■ **REQUIREMENT**
Write out the listing below word for word, from the first line to the last, and leave out the pictures.
— START —
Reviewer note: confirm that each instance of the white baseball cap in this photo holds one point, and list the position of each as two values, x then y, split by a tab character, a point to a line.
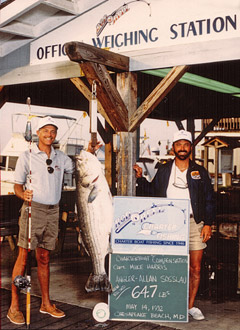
46	121
182	135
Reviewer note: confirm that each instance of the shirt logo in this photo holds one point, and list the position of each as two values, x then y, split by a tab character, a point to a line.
195	175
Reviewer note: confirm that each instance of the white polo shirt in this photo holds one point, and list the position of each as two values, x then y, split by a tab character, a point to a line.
177	181
47	187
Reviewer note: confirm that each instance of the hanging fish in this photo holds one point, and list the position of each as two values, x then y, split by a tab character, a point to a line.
95	214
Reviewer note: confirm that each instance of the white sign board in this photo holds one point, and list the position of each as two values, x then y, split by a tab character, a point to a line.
138	28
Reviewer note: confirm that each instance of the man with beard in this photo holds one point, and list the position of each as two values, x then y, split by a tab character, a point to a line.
181	178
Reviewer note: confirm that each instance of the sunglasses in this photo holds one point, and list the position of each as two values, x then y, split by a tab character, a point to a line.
49	168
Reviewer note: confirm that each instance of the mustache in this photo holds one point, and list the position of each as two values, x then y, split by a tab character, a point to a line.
182	151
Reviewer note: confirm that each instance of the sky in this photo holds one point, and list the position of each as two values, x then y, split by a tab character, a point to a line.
151	131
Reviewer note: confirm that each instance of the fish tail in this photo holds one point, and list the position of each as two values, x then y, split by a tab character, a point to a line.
98	283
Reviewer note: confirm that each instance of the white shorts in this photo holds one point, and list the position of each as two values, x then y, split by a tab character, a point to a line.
195	241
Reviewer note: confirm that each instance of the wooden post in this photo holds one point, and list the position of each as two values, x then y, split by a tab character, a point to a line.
205	162
126	158
191	128
216	166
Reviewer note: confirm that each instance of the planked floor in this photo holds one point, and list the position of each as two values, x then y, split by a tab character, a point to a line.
76	317
69	272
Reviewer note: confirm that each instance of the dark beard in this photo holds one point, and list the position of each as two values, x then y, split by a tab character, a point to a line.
182	156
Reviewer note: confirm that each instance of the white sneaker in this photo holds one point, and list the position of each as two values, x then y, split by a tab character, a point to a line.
196	314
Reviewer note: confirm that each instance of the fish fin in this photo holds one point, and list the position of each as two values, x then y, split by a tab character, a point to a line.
81	243
93	194
98	283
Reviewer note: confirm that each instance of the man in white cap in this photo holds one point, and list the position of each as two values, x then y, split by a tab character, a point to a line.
47	168
181	178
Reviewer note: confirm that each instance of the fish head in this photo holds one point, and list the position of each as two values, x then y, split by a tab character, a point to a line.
88	168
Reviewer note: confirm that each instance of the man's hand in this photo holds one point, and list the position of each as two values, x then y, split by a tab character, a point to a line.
206	233
27	195
95	148
138	171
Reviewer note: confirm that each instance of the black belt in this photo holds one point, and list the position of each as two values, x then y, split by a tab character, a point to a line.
44	206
— END —
■ **WORKED SOLUTION**
Reviewer note: confirm that each instance of the white baseball cap in this photo holds one point, and list the position of each as two values, x then y, split by a tab character, a point to a line.
46	121
182	135
Reviewer note: confirm that each instance of the shirt logo in this photo holds one point, and list the position of each as two values, x then y, split by a tab character, a point to a line.
195	175
Reviewer note: confirm that each instance of the white polo shirt in this photo holds one point, and list the position of each as two values, x then y, split by a tab character, a point to a line.
177	181
47	187
Reviewer note: confirm that each instance of the hanging fish in this photo holds one point, and list the position of each as two values, x then y, split by a tab character, a point to a line.
95	214
Reviewer note: confirm that each instance of the white sign board in this photo holds one point, and list the position of each as two values, x then y, split by a tab character, a point to a line.
138	28
Reviewer note: confirm that each instance of the man with beard in this photo holds one point, and list the position of each as two values, x then y, split by a tab character, a point to a line.
181	178
Reviewer note: confirm that each instance of the sunglasses in this photo holds one point, and list the position of each as two values, x then y, split by a tab character, a point to a line.
49	168
Reviewer note: confirm that each instance of the mustache in this photo holds one point, and list the position of each as two values, x then y, split by a tab character, a point to a line.
182	151
Reviewer note: confirm that each instance of the sky in this photo holds one point, and list the position of each as two values, x then y, split by a tab character, a point to a line.
151	131
Reviewer note: confirm that each instance of the fish tail in this photo holds one point, and list the position of each as two values, x then y, split by a tab character, a point to a line.
98	283
Reviewer note: confirm that each instance of the white shorts in this photo holds one point, and list the position of each as two values, x then y, split by a tab character, a point to a line.
195	241
Reviewer note: confirm that each instance of the wooden post in this photo holds one point, and list the position of each as two values, x then y, split by a tab character, a point to a line.
205	162
126	158
191	128
216	166
Reviewer note: confirm that each instance of the planked floor in this photo holds one point, and list the position of each as two values, x then y, split by a tab character, a point to a line.
76	317
69	272
Reviewer note: confirm that each instance of the dark beard in this photo holds one point, and list the position of each as two values, x then y, split by a tab character, a point to a line.
182	156
Reviewer note: confirm that each instance of the white sneaker in this photo holds one point, and list the position of each as two values, x then y, split by a tab character, a point to a line.
196	314
Reviewer note: confirm that each instance of the fish fin in this photo holds one point, and list the position of each as two values, x then y, split by a tab character, a point to a line.
81	243
93	194
98	283
Reviewer note: confirm that each instance of the man in white cap in this photo holds one point, and list the position of each as two values, x then y, split by a tab character, a point to a line.
47	168
181	178
Reviewer note: confirm that each instance of the fish head in this photo holds one point, and list the position of each as two values, x then y, split by a tab character, a point to a line.
88	168
Reviewer note: confirm that each instance of the man's hand in this photo holds one point, and list the position of each as two values, x then y, split by a tab character, a point to a line.
206	233
27	195
95	148
138	171
Reviewer note: confirm that each instance of the black belt in this photo holds one point, and list the position of each as two values, x then y, split by a tab character, a point to a line.
44	206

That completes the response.